Copy word for word the stretch of the forum thread about splitting a large SAS dataset that runs from "Those could be" up to and including "on those two.".

— BEGIN Excerpted passage —

05-18-2014 01:05 PM
I need some help in data management, I have a large dataset of 17375 observations and 3997 variables. I wish to split this date into three sets of 17375 observations 1333 variables, while retaining all the observations and the unique identification code for future re-merging.
I wish to get help in developing this SAS code for doing the splitting
Thanks in advance, I would appreciate your assistance
05-18-2014 02:58 PM
3997 variables, that's a lot of variables indeed. But splitting them arbitrarily into three sets might not be the best strategy. It might be better to organize your data differently and keep them in the same dataset. What are these variables?
05-18-2014 03:28 PM
Just guessing with a calculation.
17K observations is not much 4k variables is. Most DBMS systems do not support that amount of columns. 17k * 4K * 8bytes is about 640Mb still not big. Unless longer characters are part of the dataset you do not get to the 32-bit / 2Gb limit. As PGStats is asking what these variables are, what is the real reason to want a split up?
05-19-2014 03:34 AM
I agree with , having that amount of variables is inconvenient in many ways. Imagine how to write programs to address all the variable by name. The oinly use case I've seen is with data mining that needs the data stacked in variables/columns.
So without knowing your requirements, my guess is that you are better off transposing your data in some way.
05-19-2014 06:55 AM
Message was edited by: data _null_
05-19-2014 07:33 AM
Thanks for the codes. However, for clarity, i have one request, could you please add brief descriptors to your codes to enable me follow through
05-19-2014 07:14 AM
Thank you all for your generosity,
To respond to your questions; this is a government data of household surveillance. The study objective is to "investigate the socio-economic déterminants of health inequality and inequity". The first step was to arbitrary break this large dataset into smaller ones, then asses the important variables for use. The selected varaibles could then be consolidate into afew manageble number via the principle component analysis. Finally, i am to merge the consolidated dataset and perform the core analysis of the study.
I also wished to split this dataset to enable alternative statistical manipulation in STATA 13 Platform, which i have more compétence, but the Platform has limited amount of data it can handle.
05-19-2014 09:07 AM
The first step was to arbitrary break this large dataset into smaller ones, then asses the important variables for use. The selected varaibles could then be consolidate into afew manageble number via the principle component analysis. Finally, i am to merge the consolidated dataset and perform the core analysis of the study.
In my opinion, if the goal is to find "important variables" by some statistical method like principal (not principle) components analysis, then you don't want to split the data at all, you want to run the analysis on the ENTIRE data set. I realize that this may cause problems if your computer doesn't have enough memory, but there are algorithms that would allow principal components to extract a few components (instead of all 3997 components) that would be much less likely to cause issues where you run out of memory.
Splitting the dataset into "arbitrary" thirds is simply the wrong way to go here with any statistical procedure. Furthermore, the unspecified "core analysis" of this study could greatly suffer depending on how you select these "important variables", and it WILL greatly suffer if you select these "important variables" from arbitrary thirds of the data.
05-19-2014 07:50 AM
thafu, You are saying it is government data of household surveillance. Your first job will be understanding the data.
I assume the records are organized by households. The big number of variables could be caused by some repetition of measurements by time.
Those could be evaluated as a time-series analysis possible given one predictor.
Having your cleaned optimized that way you can do a next step. Hypothesis testing or using the predictive analytics common with data mining.
The way you are going to do things with your data may be different on those two.

— END Excerpted passage —
— BEGIN Material provided —

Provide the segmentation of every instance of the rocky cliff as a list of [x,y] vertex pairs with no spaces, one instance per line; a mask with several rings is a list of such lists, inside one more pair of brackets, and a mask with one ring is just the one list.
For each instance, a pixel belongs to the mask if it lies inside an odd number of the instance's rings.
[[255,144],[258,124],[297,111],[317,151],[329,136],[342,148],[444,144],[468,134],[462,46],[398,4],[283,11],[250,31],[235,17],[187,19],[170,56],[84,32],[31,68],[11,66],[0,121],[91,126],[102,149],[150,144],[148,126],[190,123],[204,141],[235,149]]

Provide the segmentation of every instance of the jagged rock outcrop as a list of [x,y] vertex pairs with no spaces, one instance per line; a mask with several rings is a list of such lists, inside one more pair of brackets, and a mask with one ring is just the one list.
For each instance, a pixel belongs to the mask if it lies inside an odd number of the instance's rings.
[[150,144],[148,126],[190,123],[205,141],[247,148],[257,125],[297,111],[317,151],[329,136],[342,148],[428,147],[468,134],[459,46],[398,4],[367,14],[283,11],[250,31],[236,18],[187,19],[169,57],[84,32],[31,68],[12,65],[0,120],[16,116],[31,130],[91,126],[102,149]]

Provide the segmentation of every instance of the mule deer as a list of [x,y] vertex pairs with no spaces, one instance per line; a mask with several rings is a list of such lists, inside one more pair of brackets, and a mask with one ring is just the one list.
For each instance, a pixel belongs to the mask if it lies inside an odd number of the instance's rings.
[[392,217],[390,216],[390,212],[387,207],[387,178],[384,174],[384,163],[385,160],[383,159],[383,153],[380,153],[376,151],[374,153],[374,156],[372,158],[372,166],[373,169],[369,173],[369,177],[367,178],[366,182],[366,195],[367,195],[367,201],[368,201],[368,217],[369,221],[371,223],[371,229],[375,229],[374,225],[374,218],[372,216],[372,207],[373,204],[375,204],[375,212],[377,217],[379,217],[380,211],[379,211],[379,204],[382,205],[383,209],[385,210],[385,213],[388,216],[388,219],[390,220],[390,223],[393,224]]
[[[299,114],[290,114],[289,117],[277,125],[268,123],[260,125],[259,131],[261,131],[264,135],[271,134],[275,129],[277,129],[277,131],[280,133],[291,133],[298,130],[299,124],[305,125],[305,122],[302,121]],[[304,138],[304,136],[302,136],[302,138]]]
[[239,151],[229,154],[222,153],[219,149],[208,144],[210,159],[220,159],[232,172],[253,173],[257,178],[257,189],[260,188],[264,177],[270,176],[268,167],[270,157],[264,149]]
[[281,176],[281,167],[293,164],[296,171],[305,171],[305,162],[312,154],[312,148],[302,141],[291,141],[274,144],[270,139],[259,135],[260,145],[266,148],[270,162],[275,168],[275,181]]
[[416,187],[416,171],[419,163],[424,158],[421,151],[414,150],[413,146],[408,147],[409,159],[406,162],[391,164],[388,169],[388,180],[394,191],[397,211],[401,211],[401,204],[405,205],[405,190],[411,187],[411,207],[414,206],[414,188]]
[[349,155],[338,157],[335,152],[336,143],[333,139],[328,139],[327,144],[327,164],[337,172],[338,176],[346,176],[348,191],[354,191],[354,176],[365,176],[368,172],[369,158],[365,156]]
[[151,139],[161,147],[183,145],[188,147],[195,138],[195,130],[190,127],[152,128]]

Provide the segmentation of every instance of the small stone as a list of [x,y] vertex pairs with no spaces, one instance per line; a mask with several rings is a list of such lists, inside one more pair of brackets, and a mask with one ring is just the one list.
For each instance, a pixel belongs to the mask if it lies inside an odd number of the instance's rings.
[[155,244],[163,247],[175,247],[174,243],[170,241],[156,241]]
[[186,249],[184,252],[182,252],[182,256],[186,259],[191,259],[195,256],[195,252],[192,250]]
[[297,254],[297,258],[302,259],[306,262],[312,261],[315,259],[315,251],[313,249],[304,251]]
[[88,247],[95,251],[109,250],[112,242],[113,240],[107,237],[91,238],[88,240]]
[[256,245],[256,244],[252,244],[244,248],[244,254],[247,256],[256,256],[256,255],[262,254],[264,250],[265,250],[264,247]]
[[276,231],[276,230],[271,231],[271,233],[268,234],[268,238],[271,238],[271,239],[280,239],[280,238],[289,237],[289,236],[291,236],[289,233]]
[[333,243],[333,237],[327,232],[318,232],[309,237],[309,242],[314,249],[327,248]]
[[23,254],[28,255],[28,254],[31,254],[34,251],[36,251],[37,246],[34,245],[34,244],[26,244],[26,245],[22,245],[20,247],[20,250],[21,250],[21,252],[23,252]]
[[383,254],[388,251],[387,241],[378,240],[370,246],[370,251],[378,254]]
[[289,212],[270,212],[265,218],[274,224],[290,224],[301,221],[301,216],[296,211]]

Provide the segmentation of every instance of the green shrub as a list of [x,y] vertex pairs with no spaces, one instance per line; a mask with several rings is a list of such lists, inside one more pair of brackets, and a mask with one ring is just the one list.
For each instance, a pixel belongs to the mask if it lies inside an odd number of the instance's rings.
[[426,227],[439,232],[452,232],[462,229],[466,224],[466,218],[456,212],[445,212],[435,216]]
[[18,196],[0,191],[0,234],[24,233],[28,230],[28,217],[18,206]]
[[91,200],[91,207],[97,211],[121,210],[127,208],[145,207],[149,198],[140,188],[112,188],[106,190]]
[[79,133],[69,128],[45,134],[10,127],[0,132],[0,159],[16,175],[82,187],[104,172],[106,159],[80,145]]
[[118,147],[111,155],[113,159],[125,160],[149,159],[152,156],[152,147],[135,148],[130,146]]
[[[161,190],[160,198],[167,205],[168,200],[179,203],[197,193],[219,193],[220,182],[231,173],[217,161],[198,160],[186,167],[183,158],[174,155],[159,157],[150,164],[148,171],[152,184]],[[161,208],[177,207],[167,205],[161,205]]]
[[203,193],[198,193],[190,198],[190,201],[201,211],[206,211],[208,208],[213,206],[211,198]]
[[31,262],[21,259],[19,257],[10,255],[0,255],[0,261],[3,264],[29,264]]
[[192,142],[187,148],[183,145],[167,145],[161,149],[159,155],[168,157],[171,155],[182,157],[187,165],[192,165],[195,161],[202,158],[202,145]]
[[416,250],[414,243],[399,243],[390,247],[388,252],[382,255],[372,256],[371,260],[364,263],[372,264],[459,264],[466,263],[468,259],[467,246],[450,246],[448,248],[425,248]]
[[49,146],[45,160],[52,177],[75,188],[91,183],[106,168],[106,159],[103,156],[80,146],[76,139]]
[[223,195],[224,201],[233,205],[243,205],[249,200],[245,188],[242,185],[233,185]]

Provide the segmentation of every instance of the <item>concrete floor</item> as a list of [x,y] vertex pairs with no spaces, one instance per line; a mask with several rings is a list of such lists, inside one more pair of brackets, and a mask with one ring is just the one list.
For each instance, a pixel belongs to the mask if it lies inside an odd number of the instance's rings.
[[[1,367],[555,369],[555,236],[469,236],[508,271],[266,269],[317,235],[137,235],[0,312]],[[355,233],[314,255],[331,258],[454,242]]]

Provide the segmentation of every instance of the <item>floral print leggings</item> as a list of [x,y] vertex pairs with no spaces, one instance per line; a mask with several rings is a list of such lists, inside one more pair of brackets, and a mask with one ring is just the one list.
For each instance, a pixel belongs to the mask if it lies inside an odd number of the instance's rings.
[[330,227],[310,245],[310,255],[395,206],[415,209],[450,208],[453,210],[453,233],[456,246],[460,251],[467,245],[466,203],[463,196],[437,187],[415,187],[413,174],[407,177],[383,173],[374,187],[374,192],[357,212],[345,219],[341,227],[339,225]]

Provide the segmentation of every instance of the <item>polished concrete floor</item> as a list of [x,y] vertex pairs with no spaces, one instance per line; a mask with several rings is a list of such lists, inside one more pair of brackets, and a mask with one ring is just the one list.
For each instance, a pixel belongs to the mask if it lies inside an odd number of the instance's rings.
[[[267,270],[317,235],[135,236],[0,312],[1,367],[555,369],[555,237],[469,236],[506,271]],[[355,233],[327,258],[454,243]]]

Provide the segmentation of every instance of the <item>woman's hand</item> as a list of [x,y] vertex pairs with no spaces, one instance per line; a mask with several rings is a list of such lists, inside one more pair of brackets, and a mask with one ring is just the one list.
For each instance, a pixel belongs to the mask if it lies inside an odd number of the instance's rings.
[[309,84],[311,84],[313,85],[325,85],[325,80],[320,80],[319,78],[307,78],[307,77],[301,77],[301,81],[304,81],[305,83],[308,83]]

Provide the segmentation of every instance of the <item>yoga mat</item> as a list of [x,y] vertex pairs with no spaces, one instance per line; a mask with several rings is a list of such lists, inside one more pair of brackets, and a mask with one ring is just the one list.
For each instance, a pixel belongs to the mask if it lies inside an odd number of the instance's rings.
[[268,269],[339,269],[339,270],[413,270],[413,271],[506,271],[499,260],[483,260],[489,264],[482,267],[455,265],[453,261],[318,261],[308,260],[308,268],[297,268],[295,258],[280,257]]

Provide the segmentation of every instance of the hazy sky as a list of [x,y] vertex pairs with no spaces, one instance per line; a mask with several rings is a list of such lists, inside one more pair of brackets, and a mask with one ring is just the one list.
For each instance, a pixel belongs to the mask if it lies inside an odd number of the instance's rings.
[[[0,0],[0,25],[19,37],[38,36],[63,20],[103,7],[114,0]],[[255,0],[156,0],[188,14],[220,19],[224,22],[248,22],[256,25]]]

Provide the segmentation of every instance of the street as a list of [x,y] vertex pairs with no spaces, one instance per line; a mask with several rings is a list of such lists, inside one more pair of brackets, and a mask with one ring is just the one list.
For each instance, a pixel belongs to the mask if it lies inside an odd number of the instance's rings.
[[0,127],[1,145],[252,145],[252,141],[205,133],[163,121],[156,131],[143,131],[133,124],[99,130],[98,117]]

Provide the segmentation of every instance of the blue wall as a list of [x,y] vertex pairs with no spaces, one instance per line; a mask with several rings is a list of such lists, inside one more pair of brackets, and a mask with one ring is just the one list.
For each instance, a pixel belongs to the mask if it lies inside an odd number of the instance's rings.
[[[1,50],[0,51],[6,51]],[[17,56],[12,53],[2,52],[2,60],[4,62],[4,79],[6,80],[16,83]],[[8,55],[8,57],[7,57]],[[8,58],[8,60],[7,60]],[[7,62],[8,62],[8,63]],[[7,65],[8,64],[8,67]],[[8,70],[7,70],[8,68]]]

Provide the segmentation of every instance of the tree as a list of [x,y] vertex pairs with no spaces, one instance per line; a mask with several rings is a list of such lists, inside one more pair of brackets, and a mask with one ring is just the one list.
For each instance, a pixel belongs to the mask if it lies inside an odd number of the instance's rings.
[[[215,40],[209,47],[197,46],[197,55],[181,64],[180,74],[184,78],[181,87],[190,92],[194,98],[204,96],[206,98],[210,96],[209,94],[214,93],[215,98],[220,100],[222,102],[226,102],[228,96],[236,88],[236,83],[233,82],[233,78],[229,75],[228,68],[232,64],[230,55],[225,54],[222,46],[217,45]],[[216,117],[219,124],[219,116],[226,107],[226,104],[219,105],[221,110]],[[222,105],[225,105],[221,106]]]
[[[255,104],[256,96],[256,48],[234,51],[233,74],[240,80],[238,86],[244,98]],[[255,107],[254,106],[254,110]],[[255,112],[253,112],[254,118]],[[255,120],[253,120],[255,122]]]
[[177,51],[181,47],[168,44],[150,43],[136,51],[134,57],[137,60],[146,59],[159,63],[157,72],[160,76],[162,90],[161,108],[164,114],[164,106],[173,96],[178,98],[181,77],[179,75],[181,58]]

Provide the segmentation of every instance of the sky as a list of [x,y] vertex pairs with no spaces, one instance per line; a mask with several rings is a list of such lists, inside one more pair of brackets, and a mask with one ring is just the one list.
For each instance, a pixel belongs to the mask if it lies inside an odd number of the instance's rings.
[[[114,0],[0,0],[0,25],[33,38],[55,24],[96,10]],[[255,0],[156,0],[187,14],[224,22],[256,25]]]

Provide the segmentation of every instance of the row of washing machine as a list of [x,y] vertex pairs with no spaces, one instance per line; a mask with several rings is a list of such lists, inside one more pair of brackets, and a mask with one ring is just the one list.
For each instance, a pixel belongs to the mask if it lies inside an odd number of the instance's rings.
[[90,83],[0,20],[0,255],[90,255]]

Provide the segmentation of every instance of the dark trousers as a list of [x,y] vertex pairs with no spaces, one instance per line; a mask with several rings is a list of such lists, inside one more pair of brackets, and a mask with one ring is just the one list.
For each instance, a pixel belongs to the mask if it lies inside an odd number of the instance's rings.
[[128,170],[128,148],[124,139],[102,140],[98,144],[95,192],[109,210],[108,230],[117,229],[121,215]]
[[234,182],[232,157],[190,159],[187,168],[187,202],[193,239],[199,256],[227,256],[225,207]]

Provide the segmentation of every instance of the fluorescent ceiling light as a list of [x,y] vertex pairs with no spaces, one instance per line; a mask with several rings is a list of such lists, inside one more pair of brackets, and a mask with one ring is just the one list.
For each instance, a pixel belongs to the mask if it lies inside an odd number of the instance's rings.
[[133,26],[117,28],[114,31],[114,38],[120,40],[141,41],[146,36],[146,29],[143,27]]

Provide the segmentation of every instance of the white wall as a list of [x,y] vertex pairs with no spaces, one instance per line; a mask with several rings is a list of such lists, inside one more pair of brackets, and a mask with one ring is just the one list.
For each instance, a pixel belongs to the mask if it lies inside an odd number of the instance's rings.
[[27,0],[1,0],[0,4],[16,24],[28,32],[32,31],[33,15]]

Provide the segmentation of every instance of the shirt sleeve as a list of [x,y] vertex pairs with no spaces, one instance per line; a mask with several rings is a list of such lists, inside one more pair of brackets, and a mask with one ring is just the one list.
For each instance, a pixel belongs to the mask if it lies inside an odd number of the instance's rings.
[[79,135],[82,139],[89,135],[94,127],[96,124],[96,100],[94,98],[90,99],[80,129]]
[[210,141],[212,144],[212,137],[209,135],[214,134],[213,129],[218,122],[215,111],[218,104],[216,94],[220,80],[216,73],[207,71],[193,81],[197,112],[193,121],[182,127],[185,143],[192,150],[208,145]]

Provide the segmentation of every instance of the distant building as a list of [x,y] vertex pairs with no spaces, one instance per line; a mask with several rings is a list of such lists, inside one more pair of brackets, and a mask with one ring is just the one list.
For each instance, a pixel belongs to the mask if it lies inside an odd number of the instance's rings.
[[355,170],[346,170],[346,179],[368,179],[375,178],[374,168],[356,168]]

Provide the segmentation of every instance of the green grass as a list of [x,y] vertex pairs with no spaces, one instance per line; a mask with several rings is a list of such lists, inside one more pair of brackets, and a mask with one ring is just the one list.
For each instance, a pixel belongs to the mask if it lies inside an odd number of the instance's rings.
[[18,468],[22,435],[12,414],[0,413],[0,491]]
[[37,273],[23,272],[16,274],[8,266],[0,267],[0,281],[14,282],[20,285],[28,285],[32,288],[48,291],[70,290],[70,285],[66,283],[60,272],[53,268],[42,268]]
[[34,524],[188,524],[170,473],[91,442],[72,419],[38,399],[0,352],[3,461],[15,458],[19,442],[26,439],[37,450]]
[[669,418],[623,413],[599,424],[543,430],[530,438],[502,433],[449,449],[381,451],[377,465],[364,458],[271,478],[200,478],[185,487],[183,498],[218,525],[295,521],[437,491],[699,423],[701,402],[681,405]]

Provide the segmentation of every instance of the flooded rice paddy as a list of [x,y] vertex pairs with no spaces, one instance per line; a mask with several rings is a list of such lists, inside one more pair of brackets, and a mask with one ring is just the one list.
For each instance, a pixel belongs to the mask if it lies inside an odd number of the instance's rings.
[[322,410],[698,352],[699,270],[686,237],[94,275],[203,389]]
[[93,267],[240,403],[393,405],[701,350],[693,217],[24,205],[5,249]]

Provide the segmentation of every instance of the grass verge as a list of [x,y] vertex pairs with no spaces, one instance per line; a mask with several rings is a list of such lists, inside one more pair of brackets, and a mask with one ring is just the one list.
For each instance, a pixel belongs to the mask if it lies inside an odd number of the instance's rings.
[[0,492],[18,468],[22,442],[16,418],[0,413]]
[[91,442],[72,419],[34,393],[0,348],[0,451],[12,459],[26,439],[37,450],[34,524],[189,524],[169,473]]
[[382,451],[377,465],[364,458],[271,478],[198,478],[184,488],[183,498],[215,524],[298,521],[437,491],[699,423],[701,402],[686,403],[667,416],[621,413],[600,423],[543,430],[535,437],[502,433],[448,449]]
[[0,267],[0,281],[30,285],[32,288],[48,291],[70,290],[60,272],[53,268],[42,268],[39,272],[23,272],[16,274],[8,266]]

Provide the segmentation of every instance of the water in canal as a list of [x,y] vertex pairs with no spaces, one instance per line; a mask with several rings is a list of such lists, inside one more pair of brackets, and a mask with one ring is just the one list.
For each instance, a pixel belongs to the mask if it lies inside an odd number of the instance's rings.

— END Material provided —

◆ Completed exercise ◆
Those could be evaluated as a time-series analysis possible given one predictor.
Having your cleaned optimized that way you can do a next step. Hypothesis testing or using the predictive analytics common with data mining.
The way you are going to do things with your data may be different on those two.